Aim of the task
Put everything in the records below, from the line containing "Scouting pass: put a marker on the striped" down to the line containing "[(743, 514)]" (both included), into a Markdown table with the columns Row and Entry. Number each line in the Row column and leave out any blank lines.

Records to process
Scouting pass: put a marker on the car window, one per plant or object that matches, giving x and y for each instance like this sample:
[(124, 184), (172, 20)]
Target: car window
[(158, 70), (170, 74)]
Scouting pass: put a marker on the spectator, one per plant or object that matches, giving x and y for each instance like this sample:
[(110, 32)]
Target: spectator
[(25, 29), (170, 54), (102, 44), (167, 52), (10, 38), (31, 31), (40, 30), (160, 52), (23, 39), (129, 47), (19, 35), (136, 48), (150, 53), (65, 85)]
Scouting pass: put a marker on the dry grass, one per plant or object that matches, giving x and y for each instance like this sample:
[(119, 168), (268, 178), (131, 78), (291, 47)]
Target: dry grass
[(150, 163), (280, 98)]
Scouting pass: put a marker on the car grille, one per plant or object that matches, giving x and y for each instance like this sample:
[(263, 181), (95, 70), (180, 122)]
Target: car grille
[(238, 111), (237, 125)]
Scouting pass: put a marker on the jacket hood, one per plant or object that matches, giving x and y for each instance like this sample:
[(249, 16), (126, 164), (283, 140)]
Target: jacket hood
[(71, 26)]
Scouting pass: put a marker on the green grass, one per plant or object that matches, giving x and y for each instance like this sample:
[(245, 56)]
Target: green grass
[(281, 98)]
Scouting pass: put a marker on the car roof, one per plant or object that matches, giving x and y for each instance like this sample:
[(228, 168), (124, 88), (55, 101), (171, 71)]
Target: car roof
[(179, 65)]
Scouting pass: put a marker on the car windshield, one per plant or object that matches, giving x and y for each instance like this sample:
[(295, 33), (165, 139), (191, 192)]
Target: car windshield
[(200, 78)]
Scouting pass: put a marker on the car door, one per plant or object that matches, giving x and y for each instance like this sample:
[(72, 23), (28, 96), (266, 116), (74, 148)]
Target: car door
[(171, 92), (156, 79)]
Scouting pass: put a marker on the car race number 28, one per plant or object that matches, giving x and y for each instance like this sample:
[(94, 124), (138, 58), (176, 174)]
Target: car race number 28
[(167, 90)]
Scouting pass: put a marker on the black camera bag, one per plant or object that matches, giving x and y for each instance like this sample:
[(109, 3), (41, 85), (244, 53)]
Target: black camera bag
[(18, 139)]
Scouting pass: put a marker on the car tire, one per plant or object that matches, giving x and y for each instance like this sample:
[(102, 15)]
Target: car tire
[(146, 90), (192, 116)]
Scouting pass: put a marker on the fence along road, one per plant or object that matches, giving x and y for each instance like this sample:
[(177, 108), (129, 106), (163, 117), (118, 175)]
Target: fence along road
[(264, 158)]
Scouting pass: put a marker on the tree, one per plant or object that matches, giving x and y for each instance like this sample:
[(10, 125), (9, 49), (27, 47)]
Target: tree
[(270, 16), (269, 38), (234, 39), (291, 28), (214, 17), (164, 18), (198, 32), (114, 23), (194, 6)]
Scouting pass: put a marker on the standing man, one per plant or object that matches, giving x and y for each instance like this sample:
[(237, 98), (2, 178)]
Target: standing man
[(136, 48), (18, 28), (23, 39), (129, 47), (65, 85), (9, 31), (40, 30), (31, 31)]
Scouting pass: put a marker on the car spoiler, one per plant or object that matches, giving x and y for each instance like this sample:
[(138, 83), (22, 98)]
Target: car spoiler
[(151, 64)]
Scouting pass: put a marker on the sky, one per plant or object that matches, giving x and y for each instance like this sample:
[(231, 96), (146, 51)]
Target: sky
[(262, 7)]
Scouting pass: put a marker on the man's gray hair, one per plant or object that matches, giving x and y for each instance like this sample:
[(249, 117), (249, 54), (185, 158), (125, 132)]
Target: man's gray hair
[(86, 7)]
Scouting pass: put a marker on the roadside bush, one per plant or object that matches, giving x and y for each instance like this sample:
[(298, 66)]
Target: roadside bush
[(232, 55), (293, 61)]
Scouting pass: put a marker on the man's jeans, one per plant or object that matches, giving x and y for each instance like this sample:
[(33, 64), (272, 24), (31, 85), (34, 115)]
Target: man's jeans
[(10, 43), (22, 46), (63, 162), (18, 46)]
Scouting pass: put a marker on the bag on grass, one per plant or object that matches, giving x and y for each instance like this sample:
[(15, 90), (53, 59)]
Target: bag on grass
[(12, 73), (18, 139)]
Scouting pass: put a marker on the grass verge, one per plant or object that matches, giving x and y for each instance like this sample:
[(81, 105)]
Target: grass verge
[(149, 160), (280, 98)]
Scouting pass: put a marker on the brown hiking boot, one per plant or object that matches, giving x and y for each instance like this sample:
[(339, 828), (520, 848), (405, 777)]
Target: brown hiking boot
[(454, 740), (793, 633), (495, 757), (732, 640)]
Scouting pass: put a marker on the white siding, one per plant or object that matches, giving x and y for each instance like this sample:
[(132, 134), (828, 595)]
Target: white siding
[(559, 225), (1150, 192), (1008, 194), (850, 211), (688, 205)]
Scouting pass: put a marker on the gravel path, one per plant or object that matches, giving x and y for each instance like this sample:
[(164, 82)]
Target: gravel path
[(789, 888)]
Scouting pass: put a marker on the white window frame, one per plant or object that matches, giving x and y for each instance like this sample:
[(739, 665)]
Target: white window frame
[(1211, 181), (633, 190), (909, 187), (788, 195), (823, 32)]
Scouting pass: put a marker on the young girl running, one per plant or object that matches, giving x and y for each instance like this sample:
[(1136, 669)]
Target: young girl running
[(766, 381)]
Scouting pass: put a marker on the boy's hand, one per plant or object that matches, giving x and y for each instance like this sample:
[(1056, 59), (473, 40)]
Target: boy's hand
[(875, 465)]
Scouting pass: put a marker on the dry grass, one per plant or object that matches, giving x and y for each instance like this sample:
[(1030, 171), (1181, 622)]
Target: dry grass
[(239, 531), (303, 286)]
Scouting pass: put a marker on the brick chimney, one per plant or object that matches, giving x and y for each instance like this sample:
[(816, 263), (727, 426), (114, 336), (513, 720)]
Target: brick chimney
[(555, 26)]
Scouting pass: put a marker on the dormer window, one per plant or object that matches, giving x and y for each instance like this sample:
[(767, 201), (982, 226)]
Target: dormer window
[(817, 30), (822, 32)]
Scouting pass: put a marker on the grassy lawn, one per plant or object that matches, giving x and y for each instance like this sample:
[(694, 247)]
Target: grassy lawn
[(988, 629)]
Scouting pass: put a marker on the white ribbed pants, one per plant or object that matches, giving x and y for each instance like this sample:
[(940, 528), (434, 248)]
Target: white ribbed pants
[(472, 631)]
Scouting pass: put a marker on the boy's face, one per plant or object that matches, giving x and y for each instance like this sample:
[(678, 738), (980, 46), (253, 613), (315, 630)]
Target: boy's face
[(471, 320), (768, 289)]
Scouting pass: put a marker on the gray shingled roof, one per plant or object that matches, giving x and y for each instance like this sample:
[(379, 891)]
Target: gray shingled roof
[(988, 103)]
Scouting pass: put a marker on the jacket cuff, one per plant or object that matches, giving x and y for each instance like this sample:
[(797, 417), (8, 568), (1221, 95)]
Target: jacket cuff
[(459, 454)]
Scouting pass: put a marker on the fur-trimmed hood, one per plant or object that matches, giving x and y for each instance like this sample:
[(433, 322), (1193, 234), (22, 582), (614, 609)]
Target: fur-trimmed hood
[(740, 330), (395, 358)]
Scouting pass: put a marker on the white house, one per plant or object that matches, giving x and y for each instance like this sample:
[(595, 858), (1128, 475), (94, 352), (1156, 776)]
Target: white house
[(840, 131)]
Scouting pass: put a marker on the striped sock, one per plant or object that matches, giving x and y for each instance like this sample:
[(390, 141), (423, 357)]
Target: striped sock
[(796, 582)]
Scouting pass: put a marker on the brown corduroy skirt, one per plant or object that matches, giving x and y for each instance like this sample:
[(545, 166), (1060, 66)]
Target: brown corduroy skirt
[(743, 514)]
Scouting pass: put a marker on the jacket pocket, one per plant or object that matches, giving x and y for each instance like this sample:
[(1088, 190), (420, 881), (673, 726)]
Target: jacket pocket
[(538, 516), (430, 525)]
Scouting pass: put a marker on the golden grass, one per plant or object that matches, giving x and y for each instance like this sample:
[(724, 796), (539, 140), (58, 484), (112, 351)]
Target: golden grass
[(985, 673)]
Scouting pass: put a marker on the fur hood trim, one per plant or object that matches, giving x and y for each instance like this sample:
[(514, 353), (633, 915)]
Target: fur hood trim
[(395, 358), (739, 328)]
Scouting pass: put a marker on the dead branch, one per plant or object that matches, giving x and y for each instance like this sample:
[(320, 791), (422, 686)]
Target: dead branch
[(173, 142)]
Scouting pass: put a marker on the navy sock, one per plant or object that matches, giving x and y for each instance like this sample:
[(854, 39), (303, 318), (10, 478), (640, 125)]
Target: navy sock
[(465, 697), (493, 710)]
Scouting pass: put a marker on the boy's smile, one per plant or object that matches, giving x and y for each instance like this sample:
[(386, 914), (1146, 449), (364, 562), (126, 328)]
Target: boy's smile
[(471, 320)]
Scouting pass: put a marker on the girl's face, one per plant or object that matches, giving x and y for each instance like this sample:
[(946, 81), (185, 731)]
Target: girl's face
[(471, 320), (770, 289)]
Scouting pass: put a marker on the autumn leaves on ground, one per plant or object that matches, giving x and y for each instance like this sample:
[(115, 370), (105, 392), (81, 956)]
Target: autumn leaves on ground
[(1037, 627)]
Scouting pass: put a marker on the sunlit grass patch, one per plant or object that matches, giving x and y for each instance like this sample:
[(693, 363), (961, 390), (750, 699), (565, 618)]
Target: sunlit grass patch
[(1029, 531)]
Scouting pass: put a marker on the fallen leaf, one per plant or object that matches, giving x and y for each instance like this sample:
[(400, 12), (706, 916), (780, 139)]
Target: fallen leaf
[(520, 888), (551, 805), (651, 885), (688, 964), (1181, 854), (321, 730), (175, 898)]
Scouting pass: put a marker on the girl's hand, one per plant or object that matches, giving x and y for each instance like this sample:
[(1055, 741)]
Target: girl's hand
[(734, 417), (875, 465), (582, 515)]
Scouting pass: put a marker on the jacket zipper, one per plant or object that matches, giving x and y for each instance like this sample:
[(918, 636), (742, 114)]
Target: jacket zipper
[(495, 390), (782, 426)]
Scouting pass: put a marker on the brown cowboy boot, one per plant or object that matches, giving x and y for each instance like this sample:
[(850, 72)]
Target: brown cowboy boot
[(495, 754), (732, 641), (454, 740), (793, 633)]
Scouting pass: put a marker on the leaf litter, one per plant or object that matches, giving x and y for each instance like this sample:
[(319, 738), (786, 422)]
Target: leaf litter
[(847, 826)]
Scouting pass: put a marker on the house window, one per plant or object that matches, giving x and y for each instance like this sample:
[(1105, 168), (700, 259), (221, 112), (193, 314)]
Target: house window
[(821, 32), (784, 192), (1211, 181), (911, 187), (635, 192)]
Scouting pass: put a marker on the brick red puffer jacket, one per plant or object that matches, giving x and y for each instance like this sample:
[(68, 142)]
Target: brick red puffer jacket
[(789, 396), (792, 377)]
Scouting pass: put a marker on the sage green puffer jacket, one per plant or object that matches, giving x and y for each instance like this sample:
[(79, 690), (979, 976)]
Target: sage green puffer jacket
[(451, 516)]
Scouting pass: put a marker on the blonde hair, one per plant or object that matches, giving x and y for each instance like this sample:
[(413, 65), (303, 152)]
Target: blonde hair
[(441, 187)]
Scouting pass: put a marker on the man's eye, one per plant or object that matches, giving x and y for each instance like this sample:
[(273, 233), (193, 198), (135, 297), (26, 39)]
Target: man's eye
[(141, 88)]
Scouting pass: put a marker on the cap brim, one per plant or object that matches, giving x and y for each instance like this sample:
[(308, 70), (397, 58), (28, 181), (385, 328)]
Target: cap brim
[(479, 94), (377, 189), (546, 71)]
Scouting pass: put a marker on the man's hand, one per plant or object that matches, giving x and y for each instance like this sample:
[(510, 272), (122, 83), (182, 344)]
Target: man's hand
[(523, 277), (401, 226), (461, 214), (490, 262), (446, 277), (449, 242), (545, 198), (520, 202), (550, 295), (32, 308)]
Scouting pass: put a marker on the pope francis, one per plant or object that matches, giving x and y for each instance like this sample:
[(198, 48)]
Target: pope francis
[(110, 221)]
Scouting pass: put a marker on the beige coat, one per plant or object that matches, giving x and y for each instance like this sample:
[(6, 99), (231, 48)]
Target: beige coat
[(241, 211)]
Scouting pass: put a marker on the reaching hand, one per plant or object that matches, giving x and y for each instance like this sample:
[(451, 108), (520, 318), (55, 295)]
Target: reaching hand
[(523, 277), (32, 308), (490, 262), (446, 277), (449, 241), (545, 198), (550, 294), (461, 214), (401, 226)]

Answer in full
| Row | Entry |
|---|---|
| 1 | Scouting pass: put a marker on the striped sock, one per plant or object that matches, giving x and y for each instance like this sample: |
| 2 | [(390, 141), (423, 357)] |
| 3 | Target: striped sock |
| 4 | [(796, 582)] |
| 5 | Scouting pass: put a marker on the brown corduroy skirt, one per plant or object that matches, giving x and y for each instance like this sample: |
| 6 | [(545, 166), (1060, 66)] |
| 7 | Target: brown corduroy skirt |
| 8 | [(743, 514)] |